▶ **Belge**
————

Dergi Detay

Dergi Resmi

Dil ve Edebiyat (28. Sayı)

Sevgili Dostlarımız,

 

Bu evren her gece ne gömlekler diker

Kimini gelen, kimini giden giyer.

Her gün nice sevinçlerle dolar dünya,

Nice dertler toprağa karışır gider.

---

Sevgiyle yoğrulmamışsa yüreğin,

Tekkede manastırda eremessin.

Bir kez gerçekten sevdin mi dünyada,

Cennetin, cehennemin üstündesin.

Ömer Hayyam

İstem dışı olaylardan bazen ferahlık buluruz, bazen sıkıntı duyarız. Oysa

insanın aklı ve muhakemesi doğal hadiseler dışında, hareketlerini ve

düşüncelerini kontrol edebilme ve geliştirebilme hassasına sahiptir. Bu

özellikleri iyiye doğru meylettirmek kişinin beynindeki iyilik formunun gelişmesine

bağlıdır.

————

▶ **Verilen Malzeme**
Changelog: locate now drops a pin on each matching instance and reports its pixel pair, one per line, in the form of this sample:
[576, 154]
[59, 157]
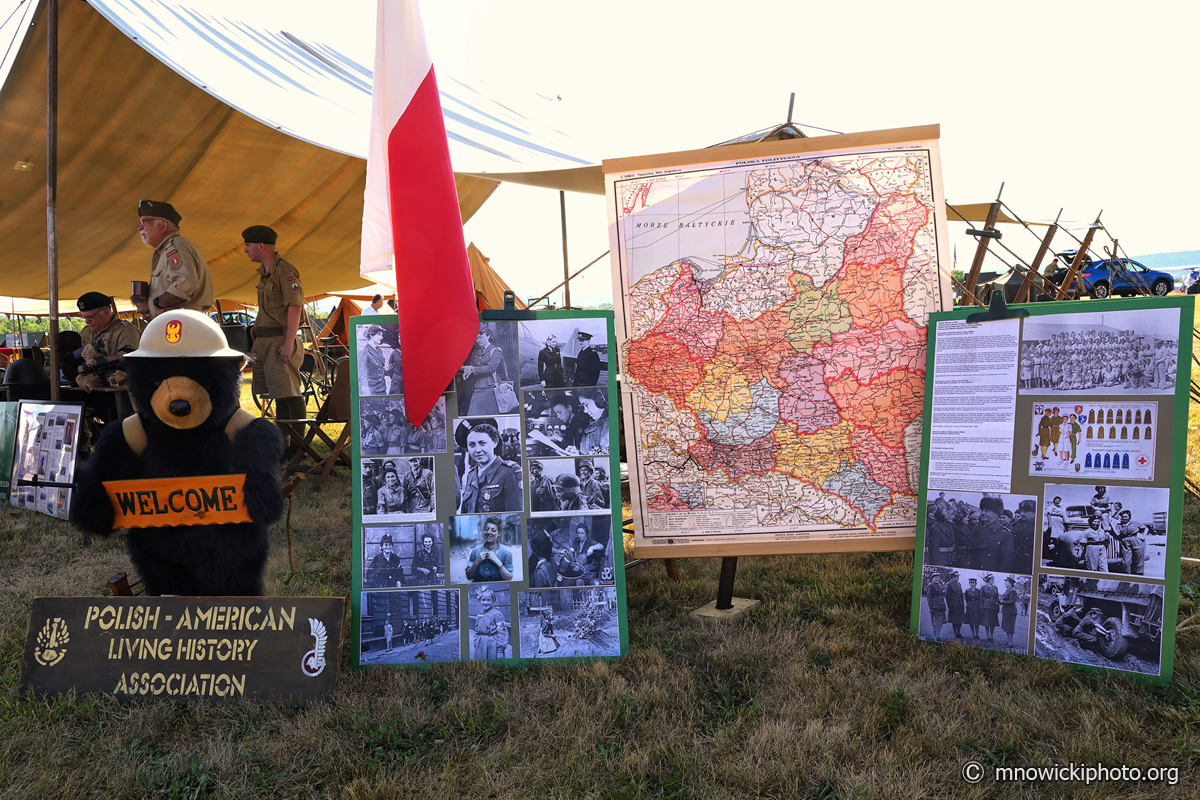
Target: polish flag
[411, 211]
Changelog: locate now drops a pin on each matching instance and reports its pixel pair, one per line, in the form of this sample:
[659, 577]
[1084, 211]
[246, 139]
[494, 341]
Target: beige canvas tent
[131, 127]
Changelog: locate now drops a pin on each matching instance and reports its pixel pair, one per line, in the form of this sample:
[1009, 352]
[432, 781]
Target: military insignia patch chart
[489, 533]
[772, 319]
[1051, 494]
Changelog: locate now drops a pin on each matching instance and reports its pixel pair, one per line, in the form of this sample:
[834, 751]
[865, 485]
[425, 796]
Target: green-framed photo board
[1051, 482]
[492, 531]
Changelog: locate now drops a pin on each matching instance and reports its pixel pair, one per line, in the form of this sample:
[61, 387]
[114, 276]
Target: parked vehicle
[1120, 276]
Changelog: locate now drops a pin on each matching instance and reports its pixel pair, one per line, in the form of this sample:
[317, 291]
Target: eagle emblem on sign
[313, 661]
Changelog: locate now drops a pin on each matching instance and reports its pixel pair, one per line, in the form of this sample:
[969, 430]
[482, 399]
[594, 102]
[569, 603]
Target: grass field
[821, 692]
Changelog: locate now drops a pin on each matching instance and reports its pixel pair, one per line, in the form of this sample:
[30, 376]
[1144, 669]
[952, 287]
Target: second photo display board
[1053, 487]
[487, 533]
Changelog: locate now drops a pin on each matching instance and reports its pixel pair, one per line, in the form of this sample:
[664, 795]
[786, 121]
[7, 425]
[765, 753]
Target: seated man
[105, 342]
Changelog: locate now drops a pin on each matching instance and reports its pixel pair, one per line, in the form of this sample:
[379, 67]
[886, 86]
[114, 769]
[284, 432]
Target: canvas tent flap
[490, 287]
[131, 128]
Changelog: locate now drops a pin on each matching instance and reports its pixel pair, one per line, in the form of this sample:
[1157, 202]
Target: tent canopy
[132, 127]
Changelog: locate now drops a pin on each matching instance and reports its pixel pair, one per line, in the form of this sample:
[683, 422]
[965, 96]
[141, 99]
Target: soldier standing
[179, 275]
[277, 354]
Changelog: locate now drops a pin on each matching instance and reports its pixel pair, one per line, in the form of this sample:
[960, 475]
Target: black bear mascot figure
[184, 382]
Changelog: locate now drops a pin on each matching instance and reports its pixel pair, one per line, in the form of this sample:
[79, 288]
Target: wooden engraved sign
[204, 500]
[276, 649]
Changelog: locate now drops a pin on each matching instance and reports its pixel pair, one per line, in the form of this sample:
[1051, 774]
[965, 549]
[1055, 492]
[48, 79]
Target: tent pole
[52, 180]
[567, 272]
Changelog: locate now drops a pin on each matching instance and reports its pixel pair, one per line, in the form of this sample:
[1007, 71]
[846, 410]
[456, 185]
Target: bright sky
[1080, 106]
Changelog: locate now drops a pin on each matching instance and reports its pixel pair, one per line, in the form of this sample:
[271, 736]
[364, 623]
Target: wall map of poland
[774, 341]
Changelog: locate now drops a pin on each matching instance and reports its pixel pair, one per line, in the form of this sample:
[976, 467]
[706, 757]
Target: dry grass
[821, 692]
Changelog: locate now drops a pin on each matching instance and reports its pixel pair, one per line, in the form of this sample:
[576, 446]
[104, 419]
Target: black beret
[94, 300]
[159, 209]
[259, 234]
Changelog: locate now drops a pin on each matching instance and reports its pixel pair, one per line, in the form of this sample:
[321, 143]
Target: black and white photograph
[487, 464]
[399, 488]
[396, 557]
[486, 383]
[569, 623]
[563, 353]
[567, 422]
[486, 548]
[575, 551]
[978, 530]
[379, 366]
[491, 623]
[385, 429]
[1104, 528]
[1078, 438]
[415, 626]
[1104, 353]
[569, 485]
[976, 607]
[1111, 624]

————

▶ **Görev Yönergeleri**
(a) Belgedeki şiirin ilk dörtlüğünde her dizenin son kelimesini sırayla yaz.
(b) Belgeye göre özellikleri iyiye doğru meylettirmek neye bağlı?
(c) Belgede "Bu evren her" sözlerinden başlayıp aşağıya, "Tekkede manastırda eremessin." sözlerine kadar ne varsa harfi harfine aktar.

▶ **Görevlere Göre Çözümler**
(a) diker, giyer, dünya, gider

(b) Kişinin beynindeki iyilik formunun gelişmesine bağlı.

(c)
Bu evren her gece ne gömlekler diker

Kimini gelen, kimini giden giyer.

Her gün nice sevinçlerle dolar dünya,

Nice dertler toprağa karışır gider.

---

Sevgiyle yoğrulmamışsa yüreğin,

Tekkede manastırda eremessin.